#### [PROBLEM STATEMENT]
In the stretch from the line containing "Dear assistant, the user would like the green banana" through the line containing "[75,193,118,233]", change "white background" to "light backdrop" and write out those lines again with nothing else altered. Leave the pictures out of your answer.

(Collected data entries)

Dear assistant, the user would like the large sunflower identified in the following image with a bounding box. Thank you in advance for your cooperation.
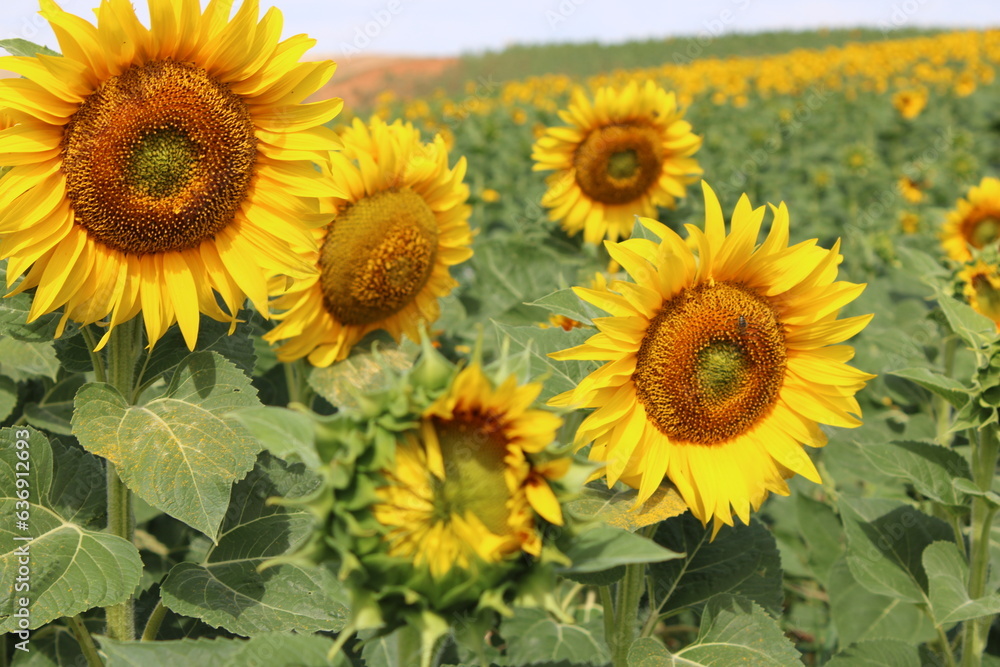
[0,0,342,348]
[531,81,701,243]
[265,117,472,366]
[551,184,873,531]
[373,364,569,577]
[941,177,1000,262]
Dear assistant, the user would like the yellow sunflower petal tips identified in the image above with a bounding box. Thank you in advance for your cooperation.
[532,81,702,243]
[265,118,472,366]
[552,183,874,532]
[0,0,342,349]
[941,177,1000,262]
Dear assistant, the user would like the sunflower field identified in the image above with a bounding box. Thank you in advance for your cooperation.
[0,0,1000,667]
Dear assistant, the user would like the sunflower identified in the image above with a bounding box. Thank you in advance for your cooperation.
[958,260,1000,331]
[0,0,342,349]
[531,81,701,243]
[551,183,874,532]
[372,364,570,577]
[265,117,472,366]
[941,177,1000,262]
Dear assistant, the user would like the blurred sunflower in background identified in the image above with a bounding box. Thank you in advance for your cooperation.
[941,177,1000,262]
[265,117,472,366]
[372,364,570,577]
[958,259,1000,331]
[550,183,874,533]
[531,80,702,243]
[0,0,342,349]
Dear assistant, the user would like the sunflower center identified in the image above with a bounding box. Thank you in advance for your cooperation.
[125,127,198,198]
[433,417,511,535]
[319,189,437,325]
[62,60,257,255]
[632,282,785,445]
[573,123,663,205]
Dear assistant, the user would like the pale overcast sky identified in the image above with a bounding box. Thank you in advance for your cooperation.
[0,0,1000,57]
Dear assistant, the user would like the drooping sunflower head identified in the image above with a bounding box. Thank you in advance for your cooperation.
[551,180,873,531]
[266,117,472,366]
[941,177,1000,262]
[532,81,701,243]
[958,259,1000,332]
[0,0,342,348]
[373,364,569,578]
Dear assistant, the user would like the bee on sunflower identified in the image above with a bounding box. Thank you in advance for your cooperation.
[550,183,874,534]
[531,81,702,244]
[0,0,343,349]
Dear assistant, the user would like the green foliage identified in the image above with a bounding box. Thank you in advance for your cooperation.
[0,428,142,633]
[73,352,260,540]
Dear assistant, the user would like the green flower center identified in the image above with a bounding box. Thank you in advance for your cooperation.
[694,339,748,401]
[432,417,511,535]
[608,149,639,178]
[125,127,198,198]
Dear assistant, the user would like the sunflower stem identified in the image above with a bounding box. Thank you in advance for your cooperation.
[962,424,1000,667]
[66,615,104,667]
[142,598,167,642]
[105,317,142,641]
[934,335,958,445]
[611,563,646,667]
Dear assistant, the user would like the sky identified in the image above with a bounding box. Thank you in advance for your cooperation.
[0,0,1000,58]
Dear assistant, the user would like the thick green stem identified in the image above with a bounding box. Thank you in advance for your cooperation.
[142,599,167,642]
[106,317,142,641]
[962,424,1000,667]
[66,616,104,667]
[611,563,646,667]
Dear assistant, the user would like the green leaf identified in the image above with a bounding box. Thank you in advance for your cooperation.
[888,368,970,408]
[24,375,87,435]
[826,639,921,667]
[923,542,1000,624]
[73,352,260,540]
[0,428,142,632]
[840,497,952,602]
[0,38,59,58]
[161,454,349,636]
[793,493,846,585]
[142,311,256,383]
[560,524,682,576]
[937,294,997,349]
[7,625,87,667]
[0,262,76,343]
[0,375,17,422]
[494,322,598,401]
[826,557,936,645]
[98,632,333,667]
[0,340,59,382]
[527,289,607,333]
[860,440,972,506]
[673,595,802,667]
[309,347,413,409]
[649,514,784,616]
[628,637,676,667]
[500,609,611,665]
[229,405,320,470]
[566,486,688,532]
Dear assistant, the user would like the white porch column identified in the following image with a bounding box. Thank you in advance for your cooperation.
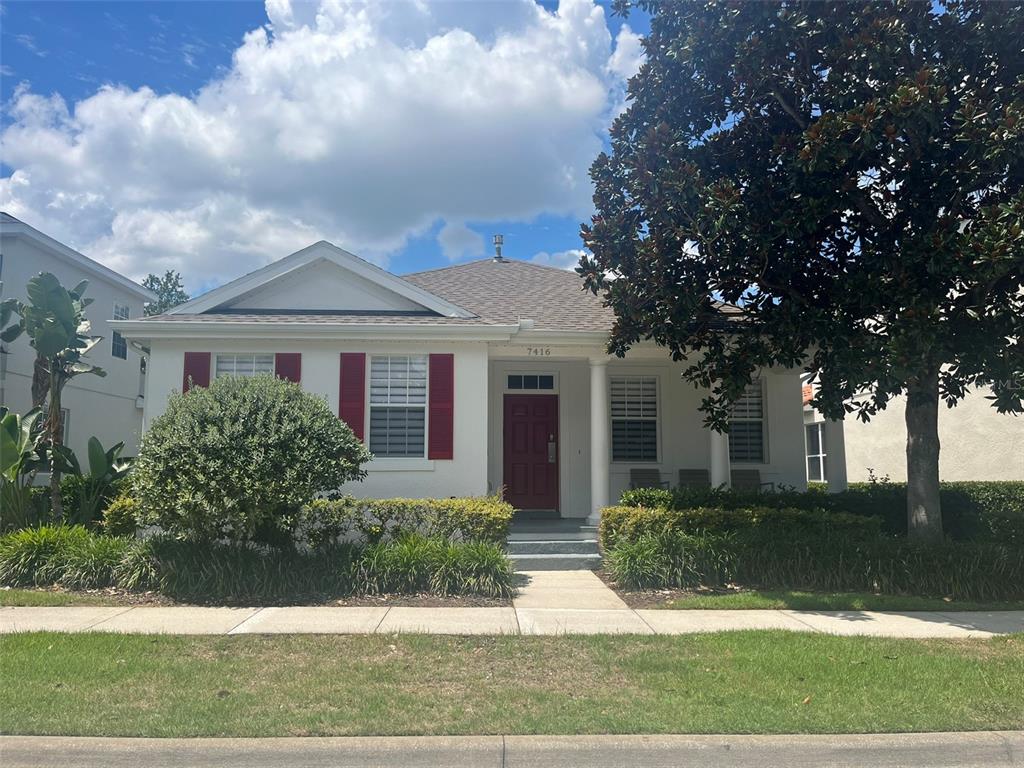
[587,357,611,525]
[710,429,732,488]
[821,419,847,494]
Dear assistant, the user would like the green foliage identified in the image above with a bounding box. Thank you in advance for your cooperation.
[55,436,131,525]
[598,507,881,550]
[579,0,1024,540]
[622,481,1024,546]
[0,409,45,532]
[0,525,513,604]
[0,525,132,589]
[0,272,106,520]
[296,496,513,545]
[358,534,514,597]
[102,494,138,536]
[132,376,370,542]
[142,269,188,316]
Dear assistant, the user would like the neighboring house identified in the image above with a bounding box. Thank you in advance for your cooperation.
[117,242,805,517]
[804,376,1024,482]
[0,213,156,461]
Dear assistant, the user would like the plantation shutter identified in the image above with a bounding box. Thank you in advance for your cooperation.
[338,352,367,440]
[181,352,210,392]
[427,354,455,459]
[273,352,302,384]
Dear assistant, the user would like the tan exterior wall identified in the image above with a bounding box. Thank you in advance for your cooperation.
[844,390,1024,482]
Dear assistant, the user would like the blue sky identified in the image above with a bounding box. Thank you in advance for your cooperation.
[0,0,646,292]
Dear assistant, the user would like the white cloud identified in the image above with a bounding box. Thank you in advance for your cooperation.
[437,222,483,261]
[0,0,637,288]
[530,248,587,269]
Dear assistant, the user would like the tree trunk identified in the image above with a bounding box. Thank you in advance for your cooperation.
[32,355,50,408]
[906,368,942,543]
[47,371,63,523]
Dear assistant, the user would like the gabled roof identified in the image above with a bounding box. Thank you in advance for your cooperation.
[168,240,473,322]
[404,259,614,332]
[0,211,157,301]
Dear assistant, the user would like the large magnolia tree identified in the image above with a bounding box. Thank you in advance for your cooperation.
[580,0,1024,540]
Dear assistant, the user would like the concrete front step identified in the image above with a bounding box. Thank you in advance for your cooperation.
[508,539,598,555]
[509,554,601,570]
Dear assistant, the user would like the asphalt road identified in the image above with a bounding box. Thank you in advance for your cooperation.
[0,732,1024,768]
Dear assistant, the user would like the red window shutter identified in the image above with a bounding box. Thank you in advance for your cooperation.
[338,352,367,440]
[427,354,455,459]
[181,352,210,392]
[273,352,302,384]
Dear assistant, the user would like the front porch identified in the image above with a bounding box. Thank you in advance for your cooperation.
[487,345,806,534]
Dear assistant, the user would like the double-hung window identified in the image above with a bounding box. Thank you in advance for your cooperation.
[370,354,427,459]
[611,376,657,462]
[804,421,826,482]
[729,379,765,464]
[111,304,130,360]
[214,352,273,378]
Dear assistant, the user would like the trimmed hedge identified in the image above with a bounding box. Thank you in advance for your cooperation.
[0,525,514,603]
[622,481,1024,546]
[598,506,881,551]
[607,528,1024,600]
[295,496,513,546]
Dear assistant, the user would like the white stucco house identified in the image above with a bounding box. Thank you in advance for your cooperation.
[115,242,806,518]
[804,384,1024,482]
[0,213,156,461]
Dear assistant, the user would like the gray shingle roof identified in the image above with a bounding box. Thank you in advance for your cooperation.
[402,259,614,331]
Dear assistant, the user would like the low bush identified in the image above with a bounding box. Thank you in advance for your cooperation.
[131,376,370,544]
[622,481,1024,546]
[598,506,881,551]
[0,525,132,589]
[295,496,513,546]
[608,528,1024,601]
[357,534,514,597]
[0,526,513,603]
[100,494,138,536]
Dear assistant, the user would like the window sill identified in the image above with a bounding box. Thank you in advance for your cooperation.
[367,459,434,472]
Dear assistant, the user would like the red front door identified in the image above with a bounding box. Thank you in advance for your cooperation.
[505,394,558,510]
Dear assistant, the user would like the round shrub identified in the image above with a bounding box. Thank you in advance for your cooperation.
[132,376,370,544]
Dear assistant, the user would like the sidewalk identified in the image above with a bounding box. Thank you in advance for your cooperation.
[0,731,1024,768]
[6,570,1024,638]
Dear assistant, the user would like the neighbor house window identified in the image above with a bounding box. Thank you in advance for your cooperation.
[611,376,657,462]
[804,422,826,482]
[370,354,427,459]
[729,380,765,464]
[111,304,129,360]
[215,352,273,377]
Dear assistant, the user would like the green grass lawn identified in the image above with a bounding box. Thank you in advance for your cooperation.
[653,590,1024,610]
[0,632,1024,736]
[0,588,121,606]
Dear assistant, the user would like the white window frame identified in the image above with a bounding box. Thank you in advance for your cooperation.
[366,352,430,456]
[502,371,558,394]
[804,421,828,482]
[213,352,274,379]
[111,302,131,360]
[729,377,770,462]
[608,373,662,467]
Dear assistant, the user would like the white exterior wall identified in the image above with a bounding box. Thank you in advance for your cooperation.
[0,236,143,462]
[839,390,1024,482]
[145,339,487,498]
[487,348,807,517]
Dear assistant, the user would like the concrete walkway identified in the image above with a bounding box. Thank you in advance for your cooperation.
[0,732,1024,768]
[0,570,1024,638]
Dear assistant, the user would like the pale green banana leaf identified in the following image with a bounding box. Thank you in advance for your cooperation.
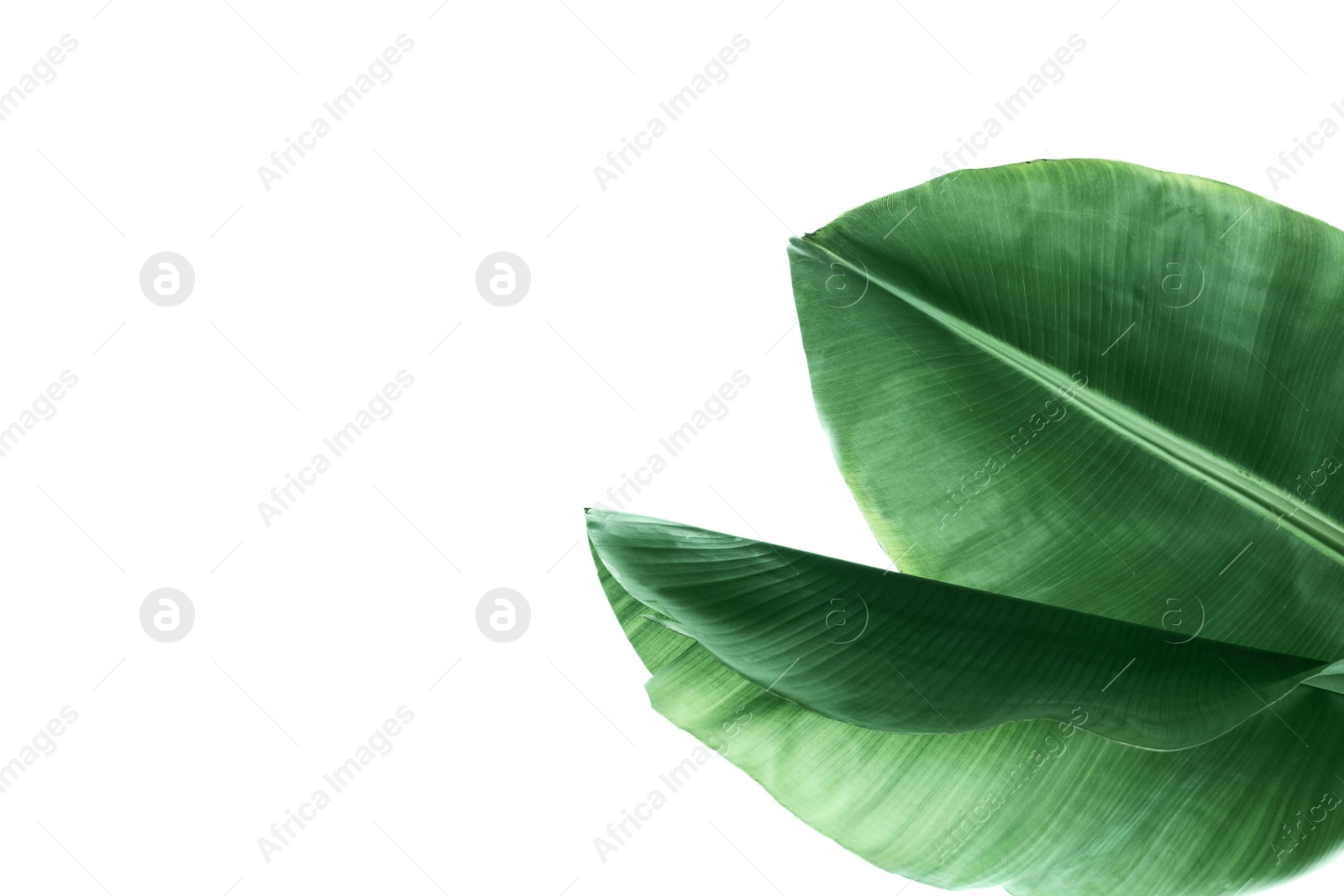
[590,515,1344,896]
[587,511,1328,750]
[789,160,1344,661]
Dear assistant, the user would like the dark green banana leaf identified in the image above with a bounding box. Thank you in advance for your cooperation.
[589,160,1344,896]
[789,160,1344,661]
[587,511,1328,750]
[589,513,1344,896]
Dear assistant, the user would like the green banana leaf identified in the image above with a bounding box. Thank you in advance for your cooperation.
[789,160,1344,661]
[587,511,1328,750]
[589,511,1344,896]
[589,160,1344,896]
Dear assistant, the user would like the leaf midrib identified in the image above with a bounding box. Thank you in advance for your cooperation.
[790,233,1344,563]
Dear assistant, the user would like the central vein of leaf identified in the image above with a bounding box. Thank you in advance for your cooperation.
[793,235,1344,572]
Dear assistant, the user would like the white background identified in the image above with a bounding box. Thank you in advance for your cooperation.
[0,0,1344,896]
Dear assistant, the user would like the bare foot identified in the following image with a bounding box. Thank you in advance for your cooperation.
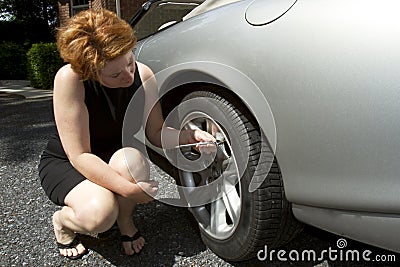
[53,211,86,259]
[118,218,145,255]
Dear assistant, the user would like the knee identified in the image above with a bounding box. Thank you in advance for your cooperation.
[109,147,150,182]
[75,193,118,233]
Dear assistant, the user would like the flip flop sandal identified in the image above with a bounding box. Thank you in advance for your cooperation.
[120,231,143,255]
[56,237,88,260]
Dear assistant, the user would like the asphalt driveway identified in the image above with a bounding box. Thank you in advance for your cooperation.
[0,93,400,266]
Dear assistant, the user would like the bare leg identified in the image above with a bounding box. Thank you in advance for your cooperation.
[109,148,150,255]
[53,180,118,256]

#### [RESPONSE TO THIS TASK]
Dear assistant, the user would like the green banana leaf identified in the image above with a bounding box. Thank you in advance for your cooperation.
[789,160,1344,661]
[587,511,1328,750]
[589,511,1344,896]
[589,160,1344,896]
Dear assistant, the user would like the leaf midrib identified in the image above with a bounding box. Thank you in advance for your cooperation.
[790,233,1344,563]
Dear assistant, the user would like the central vein of leaf identified in the image above with a bounding box. Thank you in advance for your cooperation.
[793,235,1344,572]
Dear assistant, the user would like the light backdrop identified in the image above with a bounding box. Thank you in advance for your cooperation.
[0,0,1344,896]
Dear assistant, the user would like the bare foot identified in the following image with a bounding box. Thank you in advance for your cooperation.
[53,211,86,259]
[118,218,145,255]
Dear assistant, the user would like the knee identified in the image above with a bounding box. Thank you in advance for your cooperation.
[109,147,150,182]
[75,193,118,233]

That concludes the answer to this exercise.